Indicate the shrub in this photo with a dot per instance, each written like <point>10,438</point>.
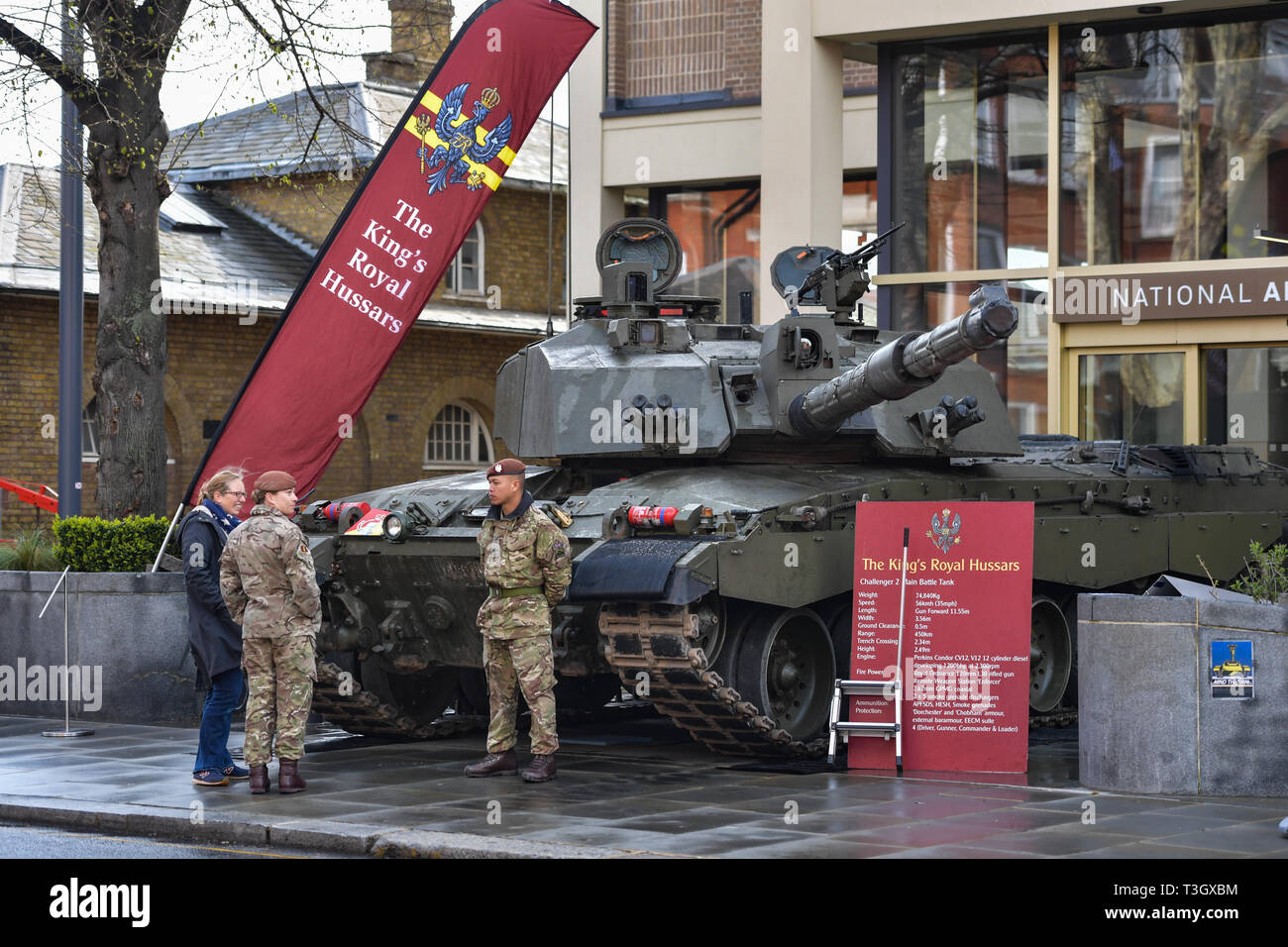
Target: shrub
<point>31,552</point>
<point>89,544</point>
<point>1267,577</point>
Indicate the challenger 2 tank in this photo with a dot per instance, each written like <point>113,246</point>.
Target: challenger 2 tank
<point>707,475</point>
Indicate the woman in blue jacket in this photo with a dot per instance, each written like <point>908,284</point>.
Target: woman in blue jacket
<point>214,635</point>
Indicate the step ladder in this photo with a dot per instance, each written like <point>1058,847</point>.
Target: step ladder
<point>874,688</point>
<point>888,729</point>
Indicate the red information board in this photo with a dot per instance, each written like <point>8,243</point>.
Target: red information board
<point>966,600</point>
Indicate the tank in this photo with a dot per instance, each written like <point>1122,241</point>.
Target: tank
<point>682,451</point>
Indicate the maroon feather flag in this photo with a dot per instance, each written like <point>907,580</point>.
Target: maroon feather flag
<point>394,240</point>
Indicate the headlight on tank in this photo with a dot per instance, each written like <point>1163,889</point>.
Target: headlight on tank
<point>393,527</point>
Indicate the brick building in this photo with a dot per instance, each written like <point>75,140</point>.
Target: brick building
<point>254,201</point>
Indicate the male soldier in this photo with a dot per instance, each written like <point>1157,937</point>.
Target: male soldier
<point>527,570</point>
<point>267,578</point>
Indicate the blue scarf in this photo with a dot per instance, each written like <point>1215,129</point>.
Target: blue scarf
<point>227,521</point>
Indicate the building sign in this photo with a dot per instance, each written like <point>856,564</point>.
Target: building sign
<point>966,630</point>
<point>1193,294</point>
<point>1232,671</point>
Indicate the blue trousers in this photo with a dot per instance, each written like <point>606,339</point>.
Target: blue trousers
<point>217,719</point>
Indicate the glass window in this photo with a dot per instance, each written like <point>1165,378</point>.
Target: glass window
<point>1133,395</point>
<point>1018,367</point>
<point>719,234</point>
<point>465,272</point>
<point>1173,142</point>
<point>674,47</point>
<point>1247,399</point>
<point>970,145</point>
<point>458,438</point>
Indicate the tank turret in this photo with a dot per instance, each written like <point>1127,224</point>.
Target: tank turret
<point>643,373</point>
<point>907,365</point>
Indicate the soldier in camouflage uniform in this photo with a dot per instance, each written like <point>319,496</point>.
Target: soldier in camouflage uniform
<point>268,581</point>
<point>527,569</point>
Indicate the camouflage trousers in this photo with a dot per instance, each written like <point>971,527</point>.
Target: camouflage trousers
<point>279,674</point>
<point>523,664</point>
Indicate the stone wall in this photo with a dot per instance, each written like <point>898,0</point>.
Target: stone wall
<point>1146,718</point>
<point>130,631</point>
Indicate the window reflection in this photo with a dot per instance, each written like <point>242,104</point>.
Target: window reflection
<point>1173,142</point>
<point>1136,395</point>
<point>970,138</point>
<point>1245,394</point>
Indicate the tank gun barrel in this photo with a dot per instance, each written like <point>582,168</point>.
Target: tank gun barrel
<point>906,365</point>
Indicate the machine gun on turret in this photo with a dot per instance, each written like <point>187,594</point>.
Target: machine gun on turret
<point>910,364</point>
<point>822,275</point>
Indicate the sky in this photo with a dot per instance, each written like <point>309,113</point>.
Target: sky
<point>201,82</point>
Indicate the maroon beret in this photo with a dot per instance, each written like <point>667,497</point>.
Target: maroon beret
<point>510,466</point>
<point>273,482</point>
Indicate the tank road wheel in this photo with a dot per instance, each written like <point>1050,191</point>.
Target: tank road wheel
<point>712,624</point>
<point>1050,655</point>
<point>423,697</point>
<point>786,668</point>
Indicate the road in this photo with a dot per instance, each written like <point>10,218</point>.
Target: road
<point>43,841</point>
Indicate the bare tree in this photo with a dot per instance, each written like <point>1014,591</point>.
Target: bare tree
<point>130,46</point>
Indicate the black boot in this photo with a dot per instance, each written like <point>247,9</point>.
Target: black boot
<point>288,779</point>
<point>258,780</point>
<point>542,768</point>
<point>493,764</point>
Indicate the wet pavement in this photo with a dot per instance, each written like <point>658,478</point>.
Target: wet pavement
<point>629,787</point>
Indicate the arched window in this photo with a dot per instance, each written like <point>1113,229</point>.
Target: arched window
<point>458,438</point>
<point>465,273</point>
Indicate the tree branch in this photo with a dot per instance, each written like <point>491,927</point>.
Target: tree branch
<point>84,93</point>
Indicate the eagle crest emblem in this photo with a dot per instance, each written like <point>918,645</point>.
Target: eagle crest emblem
<point>944,528</point>
<point>459,157</point>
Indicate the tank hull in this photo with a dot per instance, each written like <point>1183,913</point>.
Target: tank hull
<point>719,602</point>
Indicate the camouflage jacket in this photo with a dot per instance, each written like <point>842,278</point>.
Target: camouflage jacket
<point>522,551</point>
<point>267,578</point>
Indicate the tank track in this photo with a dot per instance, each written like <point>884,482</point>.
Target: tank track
<point>1060,716</point>
<point>658,641</point>
<point>361,711</point>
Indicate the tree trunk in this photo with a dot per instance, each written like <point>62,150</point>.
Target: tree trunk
<point>128,187</point>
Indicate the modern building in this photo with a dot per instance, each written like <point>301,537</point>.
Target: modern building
<point>1122,166</point>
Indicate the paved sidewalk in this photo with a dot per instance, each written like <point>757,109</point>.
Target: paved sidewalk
<point>634,789</point>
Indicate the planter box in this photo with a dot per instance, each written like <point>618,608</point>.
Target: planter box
<point>1146,716</point>
<point>128,633</point>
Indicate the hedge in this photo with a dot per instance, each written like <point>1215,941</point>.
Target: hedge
<point>89,544</point>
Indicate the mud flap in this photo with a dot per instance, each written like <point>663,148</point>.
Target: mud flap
<point>636,570</point>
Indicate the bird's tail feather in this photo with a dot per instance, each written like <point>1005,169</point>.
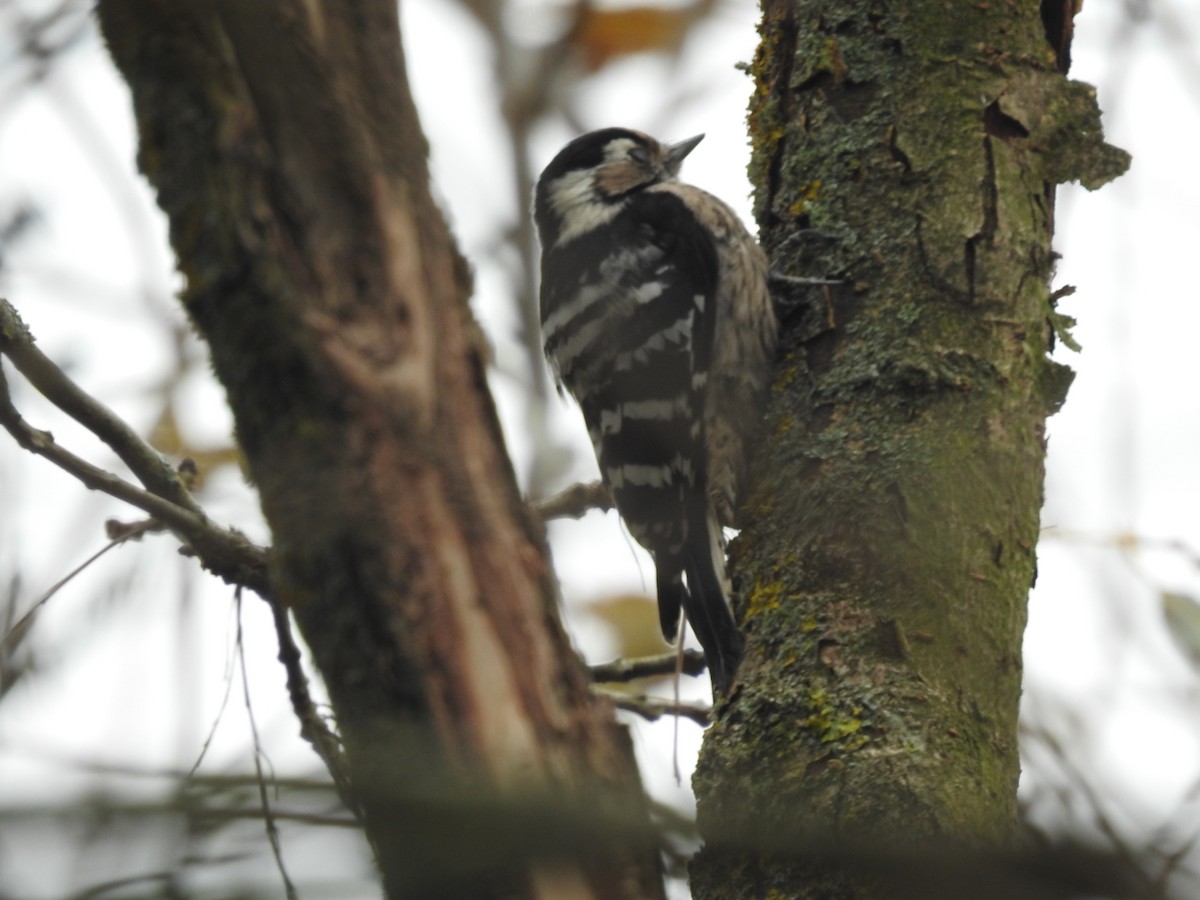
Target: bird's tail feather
<point>706,601</point>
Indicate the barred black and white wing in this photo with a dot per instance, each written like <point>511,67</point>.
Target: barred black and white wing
<point>629,317</point>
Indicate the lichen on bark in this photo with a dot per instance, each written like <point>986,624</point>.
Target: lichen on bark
<point>911,153</point>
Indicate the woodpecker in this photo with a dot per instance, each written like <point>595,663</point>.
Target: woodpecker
<point>657,318</point>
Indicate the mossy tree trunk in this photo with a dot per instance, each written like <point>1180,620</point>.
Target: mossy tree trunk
<point>282,143</point>
<point>911,150</point>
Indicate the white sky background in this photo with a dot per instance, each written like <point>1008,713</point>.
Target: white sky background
<point>135,675</point>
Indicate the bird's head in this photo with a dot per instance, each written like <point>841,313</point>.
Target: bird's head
<point>589,180</point>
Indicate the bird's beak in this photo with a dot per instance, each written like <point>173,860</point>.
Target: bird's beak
<point>676,153</point>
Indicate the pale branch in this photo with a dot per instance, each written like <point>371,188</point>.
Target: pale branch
<point>627,670</point>
<point>654,708</point>
<point>575,502</point>
<point>148,466</point>
<point>223,552</point>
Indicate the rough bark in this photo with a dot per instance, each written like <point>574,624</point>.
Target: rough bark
<point>910,149</point>
<point>285,148</point>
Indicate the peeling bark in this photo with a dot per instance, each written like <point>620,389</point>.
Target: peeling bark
<point>285,148</point>
<point>909,149</point>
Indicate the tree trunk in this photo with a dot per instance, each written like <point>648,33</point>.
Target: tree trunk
<point>910,150</point>
<point>285,148</point>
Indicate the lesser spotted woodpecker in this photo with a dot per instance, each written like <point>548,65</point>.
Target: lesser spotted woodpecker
<point>657,318</point>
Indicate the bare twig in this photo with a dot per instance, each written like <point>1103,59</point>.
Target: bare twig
<point>654,708</point>
<point>166,498</point>
<point>627,670</point>
<point>312,726</point>
<point>15,635</point>
<point>269,822</point>
<point>155,473</point>
<point>575,502</point>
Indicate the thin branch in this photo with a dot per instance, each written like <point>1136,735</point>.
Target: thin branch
<point>223,552</point>
<point>312,726</point>
<point>627,670</point>
<point>575,502</point>
<point>15,635</point>
<point>654,708</point>
<point>155,473</point>
<point>273,831</point>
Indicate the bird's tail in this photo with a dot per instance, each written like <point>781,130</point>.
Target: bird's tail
<point>707,599</point>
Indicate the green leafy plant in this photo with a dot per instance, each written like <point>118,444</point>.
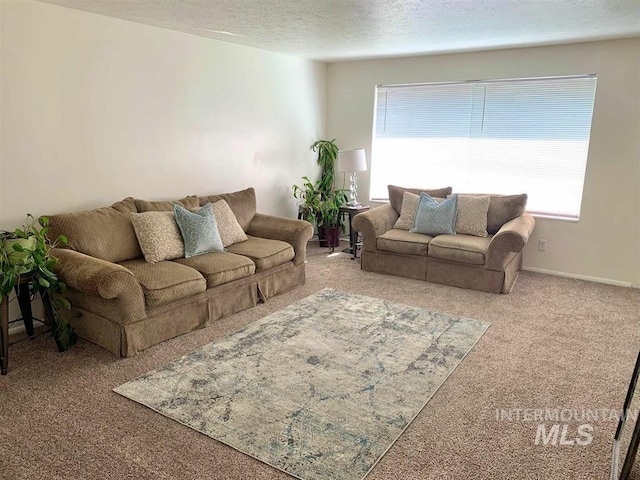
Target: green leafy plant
<point>309,198</point>
<point>327,154</point>
<point>320,201</point>
<point>27,251</point>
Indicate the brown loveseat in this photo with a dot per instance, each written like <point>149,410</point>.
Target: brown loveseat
<point>129,304</point>
<point>488,263</point>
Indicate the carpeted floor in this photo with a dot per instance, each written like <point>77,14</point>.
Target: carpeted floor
<point>554,344</point>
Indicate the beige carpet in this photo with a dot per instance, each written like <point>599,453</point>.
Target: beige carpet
<point>554,343</point>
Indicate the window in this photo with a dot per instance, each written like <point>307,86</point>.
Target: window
<point>499,136</point>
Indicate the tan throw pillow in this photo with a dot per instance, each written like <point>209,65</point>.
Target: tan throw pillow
<point>410,203</point>
<point>159,236</point>
<point>230,230</point>
<point>396,194</point>
<point>472,215</point>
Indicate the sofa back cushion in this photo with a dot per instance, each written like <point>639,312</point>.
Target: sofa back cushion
<point>396,194</point>
<point>503,208</point>
<point>160,206</point>
<point>242,204</point>
<point>105,233</point>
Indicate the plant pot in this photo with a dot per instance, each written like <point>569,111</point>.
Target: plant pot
<point>323,237</point>
<point>334,236</point>
<point>329,236</point>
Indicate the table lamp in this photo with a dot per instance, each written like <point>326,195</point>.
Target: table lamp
<point>352,161</point>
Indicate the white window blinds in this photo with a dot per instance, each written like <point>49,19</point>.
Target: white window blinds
<point>504,136</point>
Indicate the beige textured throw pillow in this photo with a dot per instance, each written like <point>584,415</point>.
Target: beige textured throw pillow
<point>230,230</point>
<point>472,215</point>
<point>159,236</point>
<point>410,203</point>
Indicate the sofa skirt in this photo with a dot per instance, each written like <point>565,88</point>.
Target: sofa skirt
<point>474,277</point>
<point>189,314</point>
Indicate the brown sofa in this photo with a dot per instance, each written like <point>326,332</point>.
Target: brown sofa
<point>129,304</point>
<point>488,263</point>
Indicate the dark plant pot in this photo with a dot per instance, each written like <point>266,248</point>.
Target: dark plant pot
<point>64,345</point>
<point>330,236</point>
<point>322,236</point>
<point>334,236</point>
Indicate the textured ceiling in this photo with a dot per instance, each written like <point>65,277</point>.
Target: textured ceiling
<point>331,30</point>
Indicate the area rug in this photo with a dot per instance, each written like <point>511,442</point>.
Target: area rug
<point>321,389</point>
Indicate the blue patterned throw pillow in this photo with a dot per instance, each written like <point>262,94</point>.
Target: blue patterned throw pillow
<point>199,230</point>
<point>433,218</point>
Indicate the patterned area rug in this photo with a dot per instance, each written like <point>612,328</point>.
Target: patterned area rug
<point>321,389</point>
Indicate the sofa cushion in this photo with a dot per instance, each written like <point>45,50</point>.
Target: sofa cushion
<point>242,204</point>
<point>165,282</point>
<point>230,230</point>
<point>472,214</point>
<point>460,248</point>
<point>503,208</point>
<point>402,241</point>
<point>105,233</point>
<point>158,235</point>
<point>199,230</point>
<point>220,267</point>
<point>396,194</point>
<point>166,206</point>
<point>433,218</point>
<point>264,252</point>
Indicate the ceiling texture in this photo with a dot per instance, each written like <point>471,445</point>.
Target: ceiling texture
<point>338,30</point>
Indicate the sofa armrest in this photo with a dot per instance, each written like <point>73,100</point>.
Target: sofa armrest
<point>512,237</point>
<point>98,278</point>
<point>374,223</point>
<point>295,232</point>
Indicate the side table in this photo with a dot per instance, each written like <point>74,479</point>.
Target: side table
<point>24,301</point>
<point>353,235</point>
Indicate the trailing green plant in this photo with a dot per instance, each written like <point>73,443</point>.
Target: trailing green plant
<point>309,196</point>
<point>329,209</point>
<point>320,201</point>
<point>27,251</point>
<point>327,154</point>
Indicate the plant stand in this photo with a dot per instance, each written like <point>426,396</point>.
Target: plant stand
<point>24,301</point>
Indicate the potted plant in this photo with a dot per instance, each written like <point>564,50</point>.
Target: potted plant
<point>309,198</point>
<point>27,251</point>
<point>320,201</point>
<point>327,155</point>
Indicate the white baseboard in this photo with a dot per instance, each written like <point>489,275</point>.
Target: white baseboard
<point>608,281</point>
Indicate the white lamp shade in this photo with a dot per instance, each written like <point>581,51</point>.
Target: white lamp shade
<point>352,160</point>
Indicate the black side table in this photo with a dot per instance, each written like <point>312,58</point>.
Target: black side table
<point>24,301</point>
<point>353,235</point>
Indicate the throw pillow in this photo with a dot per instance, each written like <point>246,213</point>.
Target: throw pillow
<point>158,235</point>
<point>433,218</point>
<point>199,230</point>
<point>472,214</point>
<point>408,212</point>
<point>396,194</point>
<point>230,230</point>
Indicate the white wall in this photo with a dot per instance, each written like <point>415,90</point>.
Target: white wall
<point>605,243</point>
<point>95,109</point>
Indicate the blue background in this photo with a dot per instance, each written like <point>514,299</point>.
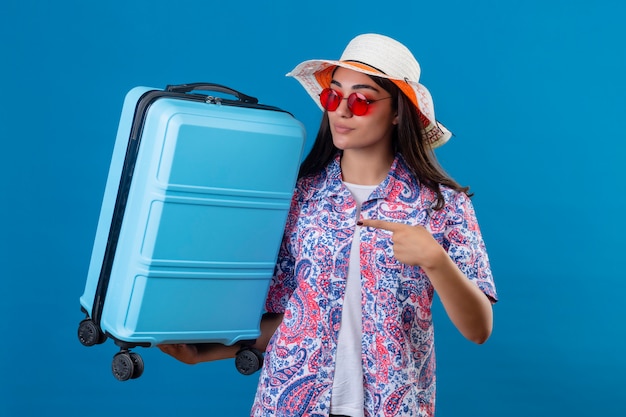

Task directions: Rewrite the lines starting at the line containing "Indicate the glass" and ending at the line containing "<point>130,631</point>", with "camouflage" changed to "woodland camo" and nothing else altered.

Solution below:
Indicate the glass window in this photo with a dot per instance, each written like <point>1165,378</point>.
Target: glass window
<point>1133,395</point>
<point>1018,367</point>
<point>719,234</point>
<point>465,272</point>
<point>1173,142</point>
<point>674,47</point>
<point>1247,399</point>
<point>970,145</point>
<point>458,438</point>
Indicate the tank turret in this photo with a dot per instance, each written like <point>1127,224</point>.
Target: tank turret
<point>643,373</point>
<point>907,365</point>
Indicate the soldier in woodland camo uniform in this photo with a dot per instance, each written like <point>319,496</point>.
Target: soldier in woodland camo uniform
<point>268,581</point>
<point>527,569</point>
Indicate the woodland camo trousers in this photo with a dot per instance, each written like <point>971,527</point>.
Target: woodland camo trousers
<point>279,674</point>
<point>523,664</point>
Indicate the stone wall in this photo with a dot per instance, each written like <point>898,0</point>.
Target: stone wall
<point>1146,718</point>
<point>130,631</point>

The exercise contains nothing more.